> _AIM OF THE TASK_: The data should be restated word for word, in full.

Natural language region descriptions
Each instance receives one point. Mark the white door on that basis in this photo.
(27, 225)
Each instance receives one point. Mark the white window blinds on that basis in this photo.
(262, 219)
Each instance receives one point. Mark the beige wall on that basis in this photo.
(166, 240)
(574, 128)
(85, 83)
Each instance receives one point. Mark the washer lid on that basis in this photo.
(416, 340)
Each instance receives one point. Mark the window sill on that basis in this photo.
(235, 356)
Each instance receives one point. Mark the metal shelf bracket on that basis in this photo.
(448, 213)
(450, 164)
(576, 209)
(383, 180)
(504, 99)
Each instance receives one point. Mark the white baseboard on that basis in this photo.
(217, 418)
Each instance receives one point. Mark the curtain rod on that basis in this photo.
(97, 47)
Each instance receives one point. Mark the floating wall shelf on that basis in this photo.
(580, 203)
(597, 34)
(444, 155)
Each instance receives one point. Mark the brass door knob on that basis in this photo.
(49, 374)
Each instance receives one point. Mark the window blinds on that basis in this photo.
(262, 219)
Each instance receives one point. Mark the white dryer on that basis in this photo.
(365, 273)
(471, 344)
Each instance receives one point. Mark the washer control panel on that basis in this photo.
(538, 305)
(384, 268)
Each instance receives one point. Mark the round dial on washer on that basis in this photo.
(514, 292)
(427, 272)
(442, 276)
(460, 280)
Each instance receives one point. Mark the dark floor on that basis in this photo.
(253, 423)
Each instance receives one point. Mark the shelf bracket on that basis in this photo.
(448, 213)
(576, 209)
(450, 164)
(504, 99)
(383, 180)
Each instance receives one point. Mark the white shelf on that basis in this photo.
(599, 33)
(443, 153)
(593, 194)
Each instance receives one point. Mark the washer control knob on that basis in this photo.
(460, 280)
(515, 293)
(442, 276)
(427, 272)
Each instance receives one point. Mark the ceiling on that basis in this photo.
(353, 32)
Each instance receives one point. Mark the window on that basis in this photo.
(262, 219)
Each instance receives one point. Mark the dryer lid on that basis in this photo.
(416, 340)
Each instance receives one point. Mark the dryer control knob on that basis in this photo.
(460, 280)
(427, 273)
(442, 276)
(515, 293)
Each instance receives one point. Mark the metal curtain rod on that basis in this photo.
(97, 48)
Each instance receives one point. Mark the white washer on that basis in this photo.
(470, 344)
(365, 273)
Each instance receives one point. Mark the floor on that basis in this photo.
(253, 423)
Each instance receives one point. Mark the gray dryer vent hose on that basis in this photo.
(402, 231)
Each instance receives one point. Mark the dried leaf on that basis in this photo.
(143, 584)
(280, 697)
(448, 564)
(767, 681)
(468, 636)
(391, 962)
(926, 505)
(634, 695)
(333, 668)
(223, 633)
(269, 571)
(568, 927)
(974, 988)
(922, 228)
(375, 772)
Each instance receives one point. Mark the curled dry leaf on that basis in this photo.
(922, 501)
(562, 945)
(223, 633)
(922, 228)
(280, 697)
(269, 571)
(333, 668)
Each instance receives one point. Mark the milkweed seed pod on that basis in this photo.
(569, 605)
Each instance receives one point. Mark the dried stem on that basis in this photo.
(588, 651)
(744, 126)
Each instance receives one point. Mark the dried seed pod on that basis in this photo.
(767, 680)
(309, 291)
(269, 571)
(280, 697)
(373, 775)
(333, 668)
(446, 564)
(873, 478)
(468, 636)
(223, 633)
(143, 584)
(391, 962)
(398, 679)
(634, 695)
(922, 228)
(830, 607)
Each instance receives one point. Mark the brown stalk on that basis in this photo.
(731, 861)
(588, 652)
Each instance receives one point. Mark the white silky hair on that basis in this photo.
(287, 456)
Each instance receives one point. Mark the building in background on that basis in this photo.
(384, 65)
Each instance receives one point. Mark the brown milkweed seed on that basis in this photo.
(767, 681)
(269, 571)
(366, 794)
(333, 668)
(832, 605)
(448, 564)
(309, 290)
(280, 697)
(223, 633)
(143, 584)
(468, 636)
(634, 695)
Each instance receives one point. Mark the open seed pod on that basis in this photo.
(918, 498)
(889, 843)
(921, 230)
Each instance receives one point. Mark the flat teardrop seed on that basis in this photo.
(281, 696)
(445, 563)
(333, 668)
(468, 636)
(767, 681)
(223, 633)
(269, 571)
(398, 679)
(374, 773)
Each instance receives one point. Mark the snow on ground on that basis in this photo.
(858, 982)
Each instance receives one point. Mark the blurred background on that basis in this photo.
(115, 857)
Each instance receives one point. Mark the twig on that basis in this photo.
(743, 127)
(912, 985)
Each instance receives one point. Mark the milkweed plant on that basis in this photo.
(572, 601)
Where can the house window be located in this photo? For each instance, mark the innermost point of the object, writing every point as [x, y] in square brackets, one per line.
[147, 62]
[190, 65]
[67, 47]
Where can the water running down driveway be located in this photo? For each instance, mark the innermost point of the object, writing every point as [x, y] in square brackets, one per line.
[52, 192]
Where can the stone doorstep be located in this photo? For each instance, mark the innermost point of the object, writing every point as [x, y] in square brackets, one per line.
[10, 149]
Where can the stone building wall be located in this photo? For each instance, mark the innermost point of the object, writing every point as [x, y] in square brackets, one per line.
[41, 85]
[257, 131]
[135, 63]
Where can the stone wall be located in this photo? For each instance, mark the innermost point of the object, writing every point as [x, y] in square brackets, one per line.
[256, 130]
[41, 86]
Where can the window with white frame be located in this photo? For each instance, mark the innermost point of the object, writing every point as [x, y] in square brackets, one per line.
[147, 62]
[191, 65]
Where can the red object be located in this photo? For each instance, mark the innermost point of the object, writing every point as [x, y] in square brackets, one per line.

> _EXERCISE OUTPUT_:
Each instance receives one point. Mark the white door on that basis in this photo.
(27, 225)
Each instance receives one point. Mark the white window blinds on that basis in this photo.
(262, 219)
Each instance receives one point. Mark the beige wall on that basis in this photo.
(166, 240)
(574, 128)
(85, 83)
Each instance receives one point. Mark the washer lid on that basis in this photo.
(416, 340)
Each instance receives one point. Mark the window sill on that basis in this photo.
(235, 356)
Each instance receives one point. Mark the metal shelf bracket on that basis in this photo.
(448, 213)
(450, 164)
(576, 209)
(383, 180)
(504, 99)
Each instance receives one point. Mark the white baseboard on that basis in this photo.
(217, 418)
Each instance receives one point. Mark the curtain rod on that basis in this photo.
(97, 47)
Each instance receives one point. Mark the floating wall shelf on that basis in this photo.
(580, 203)
(597, 34)
(444, 155)
Each instance receives one point. Mark the brass door knob on that basis in this photo.
(49, 374)
Each instance receives one point. Mark the window blinds on that basis in this photo.
(262, 219)
Each instance receives one point. Mark the white dryer on that basis in this photo.
(365, 273)
(471, 344)
Each instance receives one point. Mark the washer control panel on that basis in this photo.
(538, 305)
(384, 268)
Each instance receives one point. Mark the round dial on washer on that basis in this photo.
(514, 292)
(427, 272)
(442, 276)
(460, 280)
Each instance receives one point. Mark the dark floor on that basis in this photo.
(253, 423)
Each instance receives one point. Mark the shelf bracket on that basis in this photo.
(448, 213)
(576, 209)
(450, 164)
(504, 99)
(383, 180)
Each instance receives one point. Mark the white shelf on that basis in this photo.
(599, 33)
(443, 153)
(593, 194)
Each instance receives one point. Mark the washer control knob on that basis in this photo.
(460, 280)
(515, 293)
(442, 276)
(427, 272)
Each instance receives one point. Mark the ceiling on that basis in this photo.
(353, 32)
Each instance receives one point. Mark the window on that basis in this photo.
(262, 219)
Each instance receives one point. Mark the dryer lid on that basis in this photo.
(416, 340)
Each instance receives one point. Mark the dryer control knob on that basis in this photo.
(460, 280)
(427, 273)
(442, 276)
(515, 293)
Each instance receives one point. Mark the metal curtain rod on that basis in this photo.
(97, 48)
Each instance receives one point. Mark the white washer on that basis in this photo.
(470, 344)
(365, 273)
Each instance receives one point. Mark the floor on that basis in this photo.
(253, 423)
Each instance receives one point. Mark the gray dryer vent hose on that basis in this photo.
(402, 231)
Each instance receives one point. Mark the dried leaf on that basis in this photo.
(143, 584)
(280, 697)
(448, 564)
(767, 681)
(468, 636)
(391, 962)
(926, 505)
(634, 695)
(333, 668)
(223, 633)
(269, 571)
(568, 927)
(974, 988)
(922, 228)
(375, 772)
Each instance receives one point. Mark the curled dry leaf on that basis in this photo.
(922, 501)
(562, 945)
(223, 633)
(922, 228)
(280, 697)
(269, 571)
(333, 668)
Each instance receives one point. Mark the milkweed seed pod on that basis in this photo.
(569, 605)
Each instance receives one point. Mark the dried stem on that basis in this photo.
(588, 651)
(744, 126)
Each instance receives one point. Mark the dried seed pod on that basis in this photo.
(767, 680)
(309, 291)
(269, 571)
(280, 697)
(373, 775)
(333, 668)
(446, 564)
(873, 478)
(468, 636)
(223, 633)
(143, 584)
(391, 962)
(398, 679)
(634, 695)
(922, 228)
(830, 607)
Each instance receives one point. Mark the brown stalk on that basis in this photo.
(731, 861)
(588, 652)
Each instance receives one point. Mark the white silky hair on that basis in this photo.
(287, 456)
Each instance receives one point. Mark the building in background on that basis in this photo.
(384, 65)
Each instance receives one point. Mark the brown milkweed seed on that basis in this photo.
(767, 681)
(269, 571)
(366, 794)
(333, 668)
(832, 605)
(448, 564)
(309, 290)
(280, 697)
(223, 633)
(143, 584)
(468, 636)
(634, 695)
Each instance receives one point. Mark the open seed pod on that basis in this photo.
(918, 498)
(889, 843)
(921, 230)
Each instance receives one point. Mark the flat teardrop seed on that basis in this photo.
(281, 696)
(445, 563)
(333, 668)
(468, 636)
(767, 681)
(223, 633)
(269, 571)
(398, 679)
(374, 773)
Each instance receives one point. Mark the snow on ground on that basis in this photo.
(858, 982)
Each instance receives one point. Mark the blurred background on that basis in this photo.
(115, 857)
Each instance receives one point. Mark the twig on that basis in this photo.
(743, 127)
(912, 985)
Each instance receives one point. Mark the milkweed plant on that basis in this photo.
(572, 601)
Where can the house window be located in this photo? For each instance, mark the innermost point of the object, writing every point as [x, y] in square brackets, one per line.
[147, 62]
[190, 65]
[67, 47]
Where can the water running down driveway be located in this photo? For each instance, mark the innermost point of the object, writing every point as [x, y] in square brackets, one per line.
[52, 192]
Where can the stone doorstep be located in this photo? For each instance, mark the innermost point of the object, writing every point as [x, y] in square brackets, one per line.
[10, 149]
Where can the stone building wall be located in this photo? For each instance, mark the innermost point of the object, writing every point as [x, y] in square brackets, one per line.
[41, 85]
[257, 131]
[135, 63]
Where can the stone wall be located in this photo? For each instance, mark the innermost point of the object, writing every point as [x, y] in square brackets, one per line.
[256, 130]
[41, 86]
Where can the window with white frame be located in this photo? For each instance, mark the innermost point of the object, writing every point as [x, y] in square brackets, one per line.
[147, 62]
[191, 65]
Where can the red object be located in this photo? For each instance, mark the innermost point of the object, writing every point as [x, y] in square brackets, one per line.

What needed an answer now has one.